→ **Short exercise 1**:
Pick out every line in the rows below that contains the string "desk" and copy each one.

→ **Excerpt to read**:

The normalized time series of SON Eurasian snow cover area over the period 1972 to 2015 is shown in Figure 1. Between 1977 and 1992, snow cover area exhibited below normal coverage, and contrarily between 1995 and 2015 Eurasian snow cover area trends higher. Figure 2 shows the correlation value between North American DJF temperatures and Eurasian SON snow cover.  In general, DJF surface temperatures on the west coast of the United States are positively correlated with SON Eurasian snow cover area, if only weakly.  Heading east, there is an even weaker negative correlation of temperatures with snow cover, indicating that increasing Eurasian snow cover leads to cooler air temperatures, but the relationship is not strongly correlated. The surface temperatures on the south Greenland coast are positively correlated with Eurasian snow cover, at a similar magnitude to the west coast of the United States. This is similar to a negative AO, although not every feature in this correlation map is representative of a negative AO. There are likely other influences that modulate both Eurasian snow cover and North American temperatures that could be captured in this analysis, such as the Pacific/North American pattern, or PNA.

Figure 1. Standard deviation of the departure from mean 1972-2015 SON Eurasian snow cover.

Figure 2. Correlation coefficient between 1972-2015 DJF 2m temperatures and SON averaged yearly Eurasian snow cover for North America.

→ **Short exercise 2**:
Write what comes next in the passage on Eurasian snow cover and North American winter temperatures, continuing from its final line.

(Rows from a collection)

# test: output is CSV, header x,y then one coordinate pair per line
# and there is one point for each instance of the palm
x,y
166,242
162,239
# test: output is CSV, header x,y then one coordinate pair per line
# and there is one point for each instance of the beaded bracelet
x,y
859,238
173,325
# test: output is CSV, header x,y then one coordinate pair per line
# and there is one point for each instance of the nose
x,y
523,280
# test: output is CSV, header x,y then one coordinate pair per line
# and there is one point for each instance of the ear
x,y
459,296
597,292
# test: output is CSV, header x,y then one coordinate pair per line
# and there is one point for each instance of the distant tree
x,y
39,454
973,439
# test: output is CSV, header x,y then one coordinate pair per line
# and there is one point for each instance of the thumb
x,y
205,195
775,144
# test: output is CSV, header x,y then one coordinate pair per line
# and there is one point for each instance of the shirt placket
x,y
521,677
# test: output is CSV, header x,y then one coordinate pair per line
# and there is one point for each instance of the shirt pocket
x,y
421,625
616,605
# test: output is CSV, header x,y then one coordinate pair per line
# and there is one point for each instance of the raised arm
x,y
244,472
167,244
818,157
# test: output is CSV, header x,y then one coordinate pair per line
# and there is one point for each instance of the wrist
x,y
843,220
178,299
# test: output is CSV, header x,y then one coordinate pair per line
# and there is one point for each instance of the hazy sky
--
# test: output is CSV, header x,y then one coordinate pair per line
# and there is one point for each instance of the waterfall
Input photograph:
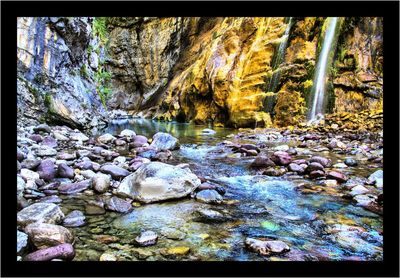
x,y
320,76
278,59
...
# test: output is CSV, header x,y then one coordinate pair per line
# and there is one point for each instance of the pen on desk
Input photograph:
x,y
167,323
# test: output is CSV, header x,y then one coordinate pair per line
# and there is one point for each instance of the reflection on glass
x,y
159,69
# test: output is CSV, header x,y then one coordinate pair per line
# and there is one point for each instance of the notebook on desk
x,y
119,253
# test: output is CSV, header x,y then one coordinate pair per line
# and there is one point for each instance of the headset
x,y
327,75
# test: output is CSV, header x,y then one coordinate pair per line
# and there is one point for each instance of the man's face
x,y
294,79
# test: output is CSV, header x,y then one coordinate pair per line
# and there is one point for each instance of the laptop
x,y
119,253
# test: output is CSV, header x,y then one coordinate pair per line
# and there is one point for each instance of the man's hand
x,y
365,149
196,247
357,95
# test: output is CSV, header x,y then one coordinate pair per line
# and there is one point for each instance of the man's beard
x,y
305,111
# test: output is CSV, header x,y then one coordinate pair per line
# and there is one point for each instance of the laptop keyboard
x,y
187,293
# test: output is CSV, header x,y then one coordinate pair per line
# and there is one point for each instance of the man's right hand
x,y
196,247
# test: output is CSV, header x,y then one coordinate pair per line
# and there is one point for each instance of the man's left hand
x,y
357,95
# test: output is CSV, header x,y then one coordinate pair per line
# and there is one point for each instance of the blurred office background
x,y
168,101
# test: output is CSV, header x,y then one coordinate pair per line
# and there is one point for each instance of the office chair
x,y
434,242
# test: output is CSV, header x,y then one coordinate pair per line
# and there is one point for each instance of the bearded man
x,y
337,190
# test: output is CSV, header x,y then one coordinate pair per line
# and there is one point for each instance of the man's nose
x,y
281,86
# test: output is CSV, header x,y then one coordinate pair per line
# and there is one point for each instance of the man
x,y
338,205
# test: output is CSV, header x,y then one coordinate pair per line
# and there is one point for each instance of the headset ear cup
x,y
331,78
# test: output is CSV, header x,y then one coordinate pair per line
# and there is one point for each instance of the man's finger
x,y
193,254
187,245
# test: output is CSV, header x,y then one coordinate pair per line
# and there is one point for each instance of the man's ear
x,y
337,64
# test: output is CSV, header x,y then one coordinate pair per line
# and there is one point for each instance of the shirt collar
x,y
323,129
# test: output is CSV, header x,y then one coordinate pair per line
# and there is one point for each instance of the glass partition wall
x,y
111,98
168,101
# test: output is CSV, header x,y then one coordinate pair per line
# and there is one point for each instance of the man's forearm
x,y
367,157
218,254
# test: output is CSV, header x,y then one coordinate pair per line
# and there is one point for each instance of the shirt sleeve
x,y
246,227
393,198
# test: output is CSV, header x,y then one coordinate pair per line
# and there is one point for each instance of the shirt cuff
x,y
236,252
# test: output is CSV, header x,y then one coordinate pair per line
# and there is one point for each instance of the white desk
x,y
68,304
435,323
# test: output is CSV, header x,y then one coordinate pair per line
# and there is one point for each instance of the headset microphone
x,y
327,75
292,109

→ **Expected answer 1**:
# and there is one point for each instance of the pen on desk
# and there is one point for each instance of the notebook on desk
# and there is one point for each instance of the white desk

→ **Expected answer 2**:
b. ) SON Eurasian snow cover correlated with DJF North American 500mb geopotential heights

Using the same time series as in Figure 1, a regression at every 2.5 degree gridpoint in the North American region is performed for DJF 500mb geopotential heights and SON Eurasian snow cover. 500mb geopotential heights are often the vehicle for Rossby wave propagation, which is the hypothetical mechanism for Eurasian snow cover influence on North American temperatures.  Figure 3 shows the regression between 500mb geopotential heights and Eurasian snow cover. Although the correlation coefficients are relatively low, four hypothetical Rossby waves are portrayed. The negatively correlated Eurasian snow cover with 500mb geopotential heights demonstrates a tendency for above average SON Eurasian snow cover to induce lower geopotential heights, which is often associated with lower temperatures and more precipitation. The positively correlated west coast of the United States indicates ridging with higher snow area. This positive correlation extends further south into the tropics, into a region that was not expected to strongly correlate to polar circulation changes. Finally, on the east coast of the United States is a weakly correlated signal of lower geopotential heights with higher snow cover.

Figure 3. Correlation coefficient between 1972-2015 DJF 500mb geopotential heights and SON averaged yearly Eurasian snow cover for North America.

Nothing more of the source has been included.